BEGIN Given data
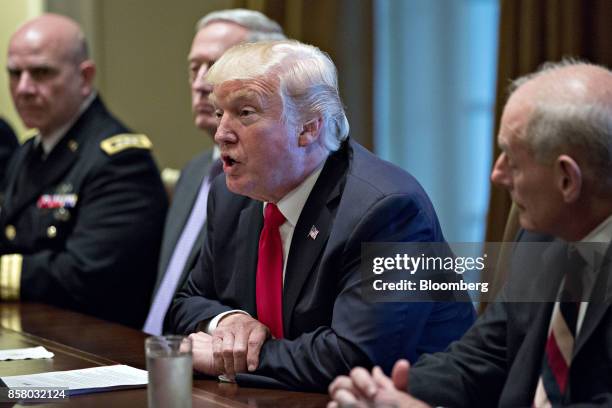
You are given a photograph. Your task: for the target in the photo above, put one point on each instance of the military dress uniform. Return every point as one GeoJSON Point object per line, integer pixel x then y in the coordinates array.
{"type": "Point", "coordinates": [81, 228]}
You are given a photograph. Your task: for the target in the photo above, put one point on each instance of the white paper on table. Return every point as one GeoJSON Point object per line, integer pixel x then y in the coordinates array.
{"type": "Point", "coordinates": [87, 380]}
{"type": "Point", "coordinates": [25, 353]}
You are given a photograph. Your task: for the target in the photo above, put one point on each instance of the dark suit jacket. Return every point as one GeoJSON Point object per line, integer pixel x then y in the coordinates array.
{"type": "Point", "coordinates": [8, 144]}
{"type": "Point", "coordinates": [499, 360]}
{"type": "Point", "coordinates": [185, 194]}
{"type": "Point", "coordinates": [100, 255]}
{"type": "Point", "coordinates": [328, 326]}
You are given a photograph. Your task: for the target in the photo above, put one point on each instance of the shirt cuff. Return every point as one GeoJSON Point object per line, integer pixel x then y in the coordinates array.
{"type": "Point", "coordinates": [214, 322]}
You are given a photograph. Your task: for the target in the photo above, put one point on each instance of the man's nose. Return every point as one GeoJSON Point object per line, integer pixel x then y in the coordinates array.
{"type": "Point", "coordinates": [25, 83]}
{"type": "Point", "coordinates": [225, 133]}
{"type": "Point", "coordinates": [500, 175]}
{"type": "Point", "coordinates": [199, 84]}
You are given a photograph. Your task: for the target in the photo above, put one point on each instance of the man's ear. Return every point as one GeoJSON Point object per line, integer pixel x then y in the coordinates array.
{"type": "Point", "coordinates": [310, 132]}
{"type": "Point", "coordinates": [569, 178]}
{"type": "Point", "coordinates": [88, 73]}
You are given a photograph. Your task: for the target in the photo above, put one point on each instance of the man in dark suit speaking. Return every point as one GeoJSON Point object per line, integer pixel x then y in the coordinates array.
{"type": "Point", "coordinates": [276, 291]}
{"type": "Point", "coordinates": [556, 162]}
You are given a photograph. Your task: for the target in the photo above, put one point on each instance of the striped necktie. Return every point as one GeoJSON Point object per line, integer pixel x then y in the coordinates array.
{"type": "Point", "coordinates": [554, 377]}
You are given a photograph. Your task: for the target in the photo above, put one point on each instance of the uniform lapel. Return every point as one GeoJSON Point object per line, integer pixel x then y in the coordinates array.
{"type": "Point", "coordinates": [55, 166]}
{"type": "Point", "coordinates": [312, 231]}
{"type": "Point", "coordinates": [9, 205]}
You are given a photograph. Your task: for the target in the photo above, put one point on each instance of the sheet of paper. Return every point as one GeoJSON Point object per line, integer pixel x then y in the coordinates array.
{"type": "Point", "coordinates": [83, 381]}
{"type": "Point", "coordinates": [25, 353]}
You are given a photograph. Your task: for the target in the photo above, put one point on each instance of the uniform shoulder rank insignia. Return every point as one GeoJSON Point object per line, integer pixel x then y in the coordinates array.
{"type": "Point", "coordinates": [118, 143]}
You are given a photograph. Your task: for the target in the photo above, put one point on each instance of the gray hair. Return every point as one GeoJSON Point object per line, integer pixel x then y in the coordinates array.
{"type": "Point", "coordinates": [260, 27]}
{"type": "Point", "coordinates": [579, 127]}
{"type": "Point", "coordinates": [308, 82]}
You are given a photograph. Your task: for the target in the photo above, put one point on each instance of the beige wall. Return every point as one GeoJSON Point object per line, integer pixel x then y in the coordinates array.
{"type": "Point", "coordinates": [140, 48]}
{"type": "Point", "coordinates": [12, 14]}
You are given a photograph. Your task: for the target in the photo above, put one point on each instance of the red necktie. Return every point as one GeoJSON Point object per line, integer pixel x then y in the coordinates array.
{"type": "Point", "coordinates": [269, 284]}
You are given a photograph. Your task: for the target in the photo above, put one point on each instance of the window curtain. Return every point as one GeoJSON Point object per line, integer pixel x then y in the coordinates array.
{"type": "Point", "coordinates": [531, 33]}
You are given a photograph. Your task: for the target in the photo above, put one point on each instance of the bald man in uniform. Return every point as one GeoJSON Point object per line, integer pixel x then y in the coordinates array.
{"type": "Point", "coordinates": [84, 207]}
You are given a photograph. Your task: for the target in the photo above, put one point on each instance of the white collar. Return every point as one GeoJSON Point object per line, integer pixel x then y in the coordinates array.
{"type": "Point", "coordinates": [292, 203]}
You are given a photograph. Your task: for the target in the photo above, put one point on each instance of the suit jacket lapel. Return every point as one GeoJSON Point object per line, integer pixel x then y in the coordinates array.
{"type": "Point", "coordinates": [177, 220]}
{"type": "Point", "coordinates": [56, 165]}
{"type": "Point", "coordinates": [599, 302]}
{"type": "Point", "coordinates": [318, 213]}
{"type": "Point", "coordinates": [249, 228]}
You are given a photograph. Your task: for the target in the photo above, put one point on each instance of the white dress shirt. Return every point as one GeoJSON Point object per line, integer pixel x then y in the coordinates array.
{"type": "Point", "coordinates": [291, 206]}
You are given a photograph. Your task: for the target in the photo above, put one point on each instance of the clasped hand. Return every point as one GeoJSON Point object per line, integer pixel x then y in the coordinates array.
{"type": "Point", "coordinates": [362, 389]}
{"type": "Point", "coordinates": [232, 348]}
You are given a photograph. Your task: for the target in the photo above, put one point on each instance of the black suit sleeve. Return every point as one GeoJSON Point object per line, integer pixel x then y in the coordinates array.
{"type": "Point", "coordinates": [472, 372]}
{"type": "Point", "coordinates": [109, 257]}
{"type": "Point", "coordinates": [312, 360]}
{"type": "Point", "coordinates": [197, 301]}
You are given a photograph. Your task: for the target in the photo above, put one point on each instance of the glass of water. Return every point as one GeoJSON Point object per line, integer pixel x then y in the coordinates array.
{"type": "Point", "coordinates": [169, 364]}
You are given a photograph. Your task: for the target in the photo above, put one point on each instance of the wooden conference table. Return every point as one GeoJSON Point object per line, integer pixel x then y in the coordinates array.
{"type": "Point", "coordinates": [81, 341]}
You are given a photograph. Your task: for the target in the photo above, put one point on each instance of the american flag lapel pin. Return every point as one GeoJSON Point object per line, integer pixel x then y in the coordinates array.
{"type": "Point", "coordinates": [313, 233]}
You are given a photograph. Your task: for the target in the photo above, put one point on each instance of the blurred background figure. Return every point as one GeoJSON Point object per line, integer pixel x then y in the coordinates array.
{"type": "Point", "coordinates": [184, 230]}
{"type": "Point", "coordinates": [84, 205]}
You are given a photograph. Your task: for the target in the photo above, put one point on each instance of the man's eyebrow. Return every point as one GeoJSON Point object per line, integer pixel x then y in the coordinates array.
{"type": "Point", "coordinates": [245, 95]}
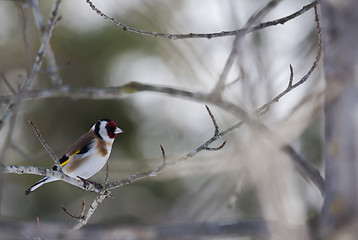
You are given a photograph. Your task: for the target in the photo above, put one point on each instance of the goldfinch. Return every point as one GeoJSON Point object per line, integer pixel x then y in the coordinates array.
{"type": "Point", "coordinates": [88, 154]}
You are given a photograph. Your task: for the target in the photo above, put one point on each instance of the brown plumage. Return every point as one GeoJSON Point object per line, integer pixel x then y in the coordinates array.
{"type": "Point", "coordinates": [88, 154]}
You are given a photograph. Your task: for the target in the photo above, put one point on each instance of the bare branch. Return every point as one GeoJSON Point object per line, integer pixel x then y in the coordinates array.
{"type": "Point", "coordinates": [46, 146]}
{"type": "Point", "coordinates": [7, 83]}
{"type": "Point", "coordinates": [36, 66]}
{"type": "Point", "coordinates": [93, 187]}
{"type": "Point", "coordinates": [50, 56]}
{"type": "Point", "coordinates": [243, 31]}
{"type": "Point", "coordinates": [71, 215]}
{"type": "Point", "coordinates": [163, 154]}
{"type": "Point", "coordinates": [93, 207]}
{"type": "Point", "coordinates": [107, 174]}
{"type": "Point", "coordinates": [231, 59]}
{"type": "Point", "coordinates": [216, 148]}
{"type": "Point", "coordinates": [213, 119]}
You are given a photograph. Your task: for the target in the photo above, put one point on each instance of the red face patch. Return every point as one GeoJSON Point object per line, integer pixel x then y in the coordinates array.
{"type": "Point", "coordinates": [111, 127]}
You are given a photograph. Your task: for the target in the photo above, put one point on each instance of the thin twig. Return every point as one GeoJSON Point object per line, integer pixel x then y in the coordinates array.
{"type": "Point", "coordinates": [217, 91]}
{"type": "Point", "coordinates": [46, 146]}
{"type": "Point", "coordinates": [107, 174]}
{"type": "Point", "coordinates": [50, 56]}
{"type": "Point", "coordinates": [203, 35]}
{"type": "Point", "coordinates": [93, 207]}
{"type": "Point", "coordinates": [71, 215]}
{"type": "Point", "coordinates": [89, 186]}
{"type": "Point", "coordinates": [163, 155]}
{"type": "Point", "coordinates": [7, 83]}
{"type": "Point", "coordinates": [36, 66]}
{"type": "Point", "coordinates": [214, 120]}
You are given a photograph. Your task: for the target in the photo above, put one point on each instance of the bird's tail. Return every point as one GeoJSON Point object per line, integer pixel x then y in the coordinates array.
{"type": "Point", "coordinates": [39, 184]}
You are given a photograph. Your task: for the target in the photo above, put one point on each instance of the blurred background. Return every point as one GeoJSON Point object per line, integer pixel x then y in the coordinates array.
{"type": "Point", "coordinates": [234, 183]}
END Given data
## Short task
Produce an exact repeat of the lines from the one containing "the red face" through the last line of the data, and nothing more.

## Complete output
You are given a photograph. Your task: for the target in the photo above, put one point on each instance of the red face patch. Return every point as one GeoJSON Point object per line, integer pixel x then y in the coordinates array.
{"type": "Point", "coordinates": [111, 127]}
You are given a photograph. Your task: for the target in the photo above, put one point on each instance of the thin twig. Return every point as one GeoJSON Point object per line, integer pixel x then y in the coordinates array.
{"type": "Point", "coordinates": [217, 91]}
{"type": "Point", "coordinates": [46, 146]}
{"type": "Point", "coordinates": [107, 174]}
{"type": "Point", "coordinates": [50, 56]}
{"type": "Point", "coordinates": [203, 35]}
{"type": "Point", "coordinates": [93, 207]}
{"type": "Point", "coordinates": [71, 215]}
{"type": "Point", "coordinates": [89, 186]}
{"type": "Point", "coordinates": [163, 155]}
{"type": "Point", "coordinates": [7, 83]}
{"type": "Point", "coordinates": [36, 66]}
{"type": "Point", "coordinates": [214, 120]}
You are given a photograph. Your task: for the target in the photo above, put one point on each instance of the bird's tail. Return every point as one GeoJSON Point object per line, integer pixel x then y in the coordinates array.
{"type": "Point", "coordinates": [39, 184]}
You are given a photograph. Your task: for the target in the photo above, put one point on each instance of the blurred background. Return every point as one GeoJSON Point object per line, integer pixel x then y in the coordinates array.
{"type": "Point", "coordinates": [234, 183]}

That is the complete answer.